- _TASK BRIEF_
Copy word for word the part that opens with the line containing "Each instance of the parked" and closes with the line containing "[[655, 121]]". Include both of those lines.

*** PROVIDED DATA

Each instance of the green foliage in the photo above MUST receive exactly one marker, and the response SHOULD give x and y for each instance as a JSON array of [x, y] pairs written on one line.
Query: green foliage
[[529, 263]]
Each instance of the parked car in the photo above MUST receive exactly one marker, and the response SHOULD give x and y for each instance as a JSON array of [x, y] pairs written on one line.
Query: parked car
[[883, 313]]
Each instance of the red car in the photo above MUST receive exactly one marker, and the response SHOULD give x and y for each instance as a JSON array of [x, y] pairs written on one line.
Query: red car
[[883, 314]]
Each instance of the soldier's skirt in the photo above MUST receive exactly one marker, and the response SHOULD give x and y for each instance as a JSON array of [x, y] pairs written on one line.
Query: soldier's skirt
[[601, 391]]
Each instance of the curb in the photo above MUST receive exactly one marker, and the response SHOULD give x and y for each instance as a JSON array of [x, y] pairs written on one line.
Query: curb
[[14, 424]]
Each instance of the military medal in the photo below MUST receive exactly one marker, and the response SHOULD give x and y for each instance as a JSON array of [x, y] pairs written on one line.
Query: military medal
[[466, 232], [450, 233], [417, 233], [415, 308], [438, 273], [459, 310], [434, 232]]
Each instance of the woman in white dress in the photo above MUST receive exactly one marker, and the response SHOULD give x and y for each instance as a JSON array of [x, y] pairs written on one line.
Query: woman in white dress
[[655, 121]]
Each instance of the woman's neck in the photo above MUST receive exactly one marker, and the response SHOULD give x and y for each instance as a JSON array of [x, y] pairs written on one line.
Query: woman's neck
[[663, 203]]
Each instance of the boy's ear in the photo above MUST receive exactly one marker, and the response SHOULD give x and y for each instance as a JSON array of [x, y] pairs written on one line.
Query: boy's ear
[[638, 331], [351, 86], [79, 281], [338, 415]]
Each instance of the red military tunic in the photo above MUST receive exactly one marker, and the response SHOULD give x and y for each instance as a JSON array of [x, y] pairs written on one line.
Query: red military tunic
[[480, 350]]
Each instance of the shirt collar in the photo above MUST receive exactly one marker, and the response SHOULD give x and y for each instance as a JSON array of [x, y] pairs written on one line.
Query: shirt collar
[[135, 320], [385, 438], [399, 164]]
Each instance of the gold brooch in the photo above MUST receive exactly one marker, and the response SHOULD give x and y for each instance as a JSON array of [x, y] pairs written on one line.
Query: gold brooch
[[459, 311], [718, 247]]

******

- _PROBLEM SOLUTION_
Each instance of the parked car in the photo above MUST receive exactly one marker, and the response SHOULD give x and y for each instance as a JSON array of [x, y] pairs written on one line.
Query: parked car
[[883, 313]]
Each instance of the red car in the photo above MUST receive exactly one marker, and the response SHOULD give x and y for each instance as a JSON array of [x, y] pairs written on one line.
Query: red car
[[883, 314]]
Each instance of the soldier's skirt in the photo above MUST receive exactly one marker, and the response SHOULD give x and y for each instance as a JSON array of [x, y] pairs written on one line.
Query: soldier's skirt
[[601, 391]]
Each instance of the curb in the photo above MUST receive exactly one marker, and the response SHOULD give x and y for each instance as a JSON array of [x, y] pairs written on one line.
Query: curb
[[14, 424]]
Each instance of the military medal in the photo below MUST receive exactly one marker, and the response SHOULD give x and y for each instance as a JSON array of [x, y] pairs written on one line.
Query: military medal
[[466, 232], [450, 233], [417, 233], [415, 308], [438, 273], [459, 310], [434, 232]]
Each instance of the woman in white dress in the photo above MUST receive exactly one marker, and the response SHOULD give x and y for each instance as a JSON array of [x, y] pairs written on one line.
Query: woman in white dress
[[655, 121]]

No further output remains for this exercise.